Entries from a point annotation set:
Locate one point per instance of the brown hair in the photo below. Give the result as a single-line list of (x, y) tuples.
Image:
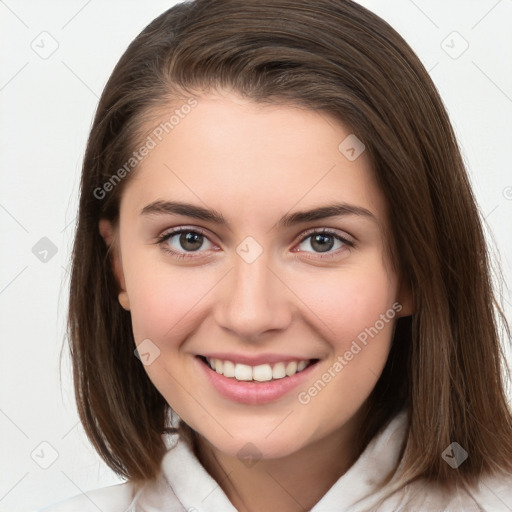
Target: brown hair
[(446, 364)]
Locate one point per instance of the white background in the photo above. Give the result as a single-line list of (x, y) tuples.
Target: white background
[(46, 109)]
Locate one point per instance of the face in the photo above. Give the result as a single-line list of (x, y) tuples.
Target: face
[(220, 266)]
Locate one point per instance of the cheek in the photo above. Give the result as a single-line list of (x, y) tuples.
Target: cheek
[(164, 300), (346, 302)]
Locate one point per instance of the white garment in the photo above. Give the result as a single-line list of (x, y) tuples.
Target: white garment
[(185, 486)]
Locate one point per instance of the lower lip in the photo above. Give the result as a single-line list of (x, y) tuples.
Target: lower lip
[(254, 393)]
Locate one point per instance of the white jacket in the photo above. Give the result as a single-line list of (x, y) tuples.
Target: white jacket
[(184, 486)]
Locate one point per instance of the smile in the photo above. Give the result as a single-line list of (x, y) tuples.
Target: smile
[(259, 373), (255, 385)]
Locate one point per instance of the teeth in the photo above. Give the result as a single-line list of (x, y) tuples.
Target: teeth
[(260, 373)]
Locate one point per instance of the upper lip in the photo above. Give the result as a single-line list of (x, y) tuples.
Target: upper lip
[(256, 359)]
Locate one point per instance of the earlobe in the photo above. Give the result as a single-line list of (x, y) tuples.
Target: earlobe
[(108, 233), (124, 300), (405, 299)]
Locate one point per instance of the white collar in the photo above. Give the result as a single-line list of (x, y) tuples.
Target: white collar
[(196, 490)]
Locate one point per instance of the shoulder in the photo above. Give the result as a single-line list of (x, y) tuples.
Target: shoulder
[(115, 498), (491, 493)]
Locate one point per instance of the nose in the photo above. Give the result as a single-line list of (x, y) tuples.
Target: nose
[(253, 300)]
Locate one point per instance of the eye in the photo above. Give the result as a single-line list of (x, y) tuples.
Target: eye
[(324, 241), (181, 241)]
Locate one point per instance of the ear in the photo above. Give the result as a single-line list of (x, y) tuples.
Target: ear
[(109, 235), (405, 299)]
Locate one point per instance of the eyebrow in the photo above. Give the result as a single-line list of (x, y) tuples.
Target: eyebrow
[(290, 219)]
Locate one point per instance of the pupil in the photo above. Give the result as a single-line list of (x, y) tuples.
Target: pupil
[(325, 241), (191, 238)]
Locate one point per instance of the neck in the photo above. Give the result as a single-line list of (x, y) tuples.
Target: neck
[(294, 483)]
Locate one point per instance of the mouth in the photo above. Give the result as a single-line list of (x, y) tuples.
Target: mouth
[(267, 372), (268, 381)]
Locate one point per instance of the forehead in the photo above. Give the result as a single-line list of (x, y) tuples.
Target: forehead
[(241, 157)]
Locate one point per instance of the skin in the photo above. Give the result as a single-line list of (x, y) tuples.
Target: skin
[(254, 163)]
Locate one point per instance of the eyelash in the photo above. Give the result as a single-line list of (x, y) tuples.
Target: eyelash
[(184, 255)]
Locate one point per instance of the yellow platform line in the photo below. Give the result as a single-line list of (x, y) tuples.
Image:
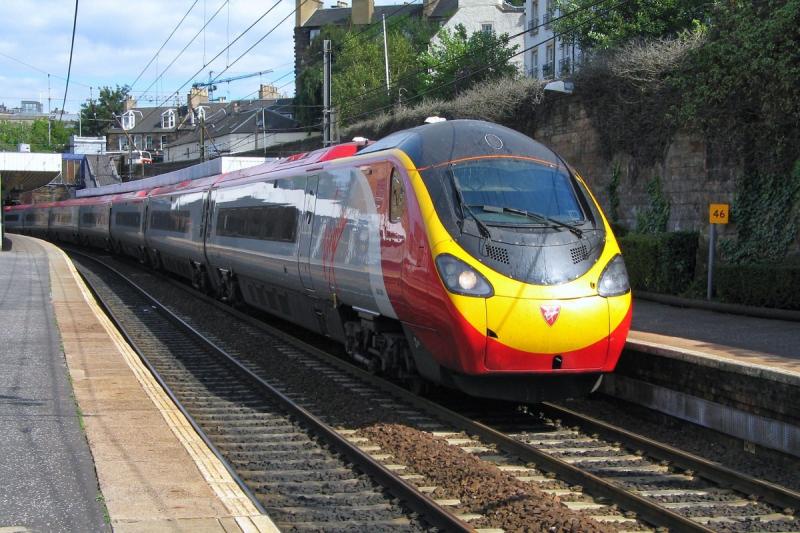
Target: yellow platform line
[(216, 475)]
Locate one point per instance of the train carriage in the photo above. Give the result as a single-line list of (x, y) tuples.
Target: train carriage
[(461, 253), (93, 220), (14, 219), (127, 223), (64, 219)]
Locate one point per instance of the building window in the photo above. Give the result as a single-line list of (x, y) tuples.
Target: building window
[(168, 119), (549, 67), (128, 120)]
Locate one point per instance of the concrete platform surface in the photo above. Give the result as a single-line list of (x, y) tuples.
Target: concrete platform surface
[(154, 472), (737, 339), (47, 477)]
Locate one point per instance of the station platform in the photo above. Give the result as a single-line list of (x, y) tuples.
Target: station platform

• _The request_:
Copy the records again, requests included, from the line containing "Locate one point per instance of the eyebrow" through the end of the records, both ends included, and shift every point coordinate in the answers by -48. Leave the pictures out.

• _The answer_:
Locate one point per instance of the eyebrow in the photo above. Give the result as a single-line list of (x, y) tuples.
Target: eyebrow
[(242, 171)]
Locate one point per instance of the pupil in the photo above. Give the result as a single-line list of (x, y) tuples.
Target: pupil
[(277, 193), (143, 190)]
Locate one point per instance of the neck in the photo above. Give the result as a single-line list of (x, y) tuples.
Target: neck
[(246, 435)]
Locate one point per instance of the mouth in the photo above. Give the result as a single-line list of (x, y) tuples.
Target: mouth
[(219, 324), (220, 333)]
Locate one point per instance of the forehead in the photo above. Give the result as a single-line list of (x, y) tuples.
Target: forehead
[(193, 109)]
Locate one point per instance of the skin in the photo above. Give the result as a single-line list of (x, y) tuples.
Target: skin
[(206, 115)]
Locate one point per instance of the eyelash in the photo above. Give the result as a single-line list of (x, y) tuples.
Target: eyelash
[(136, 207)]
Locate one point per instance of the yellow platform line in the photo below. Give the result as a single-line list of (x, y) tuples.
Image:
Target: yellow platform line
[(168, 427)]
Locate one point per instance of the train carriage in the photo above. Give the result as a single-line list of (x, y) tuples.
Target: train carriage
[(413, 205), (45, 172), (-34, 171), (79, 175), (16, 171)]
Locate one point per instance of the building window in the photo above. Give the result as a single-line list of (x, y) tuples.
Target: building window
[(120, 71), (501, 19), (80, 72)]
Locate one point per instance of the concrete platform surface in the photo above. Give the result as a single-line list of (x, y) tuples.
Target: concrete platform surface
[(106, 424), (689, 291), (-1, 429)]
Locate one point per instance of the station platform in the photo above. Give the result as a single-line list of (x, y) tuples.
Target: station platform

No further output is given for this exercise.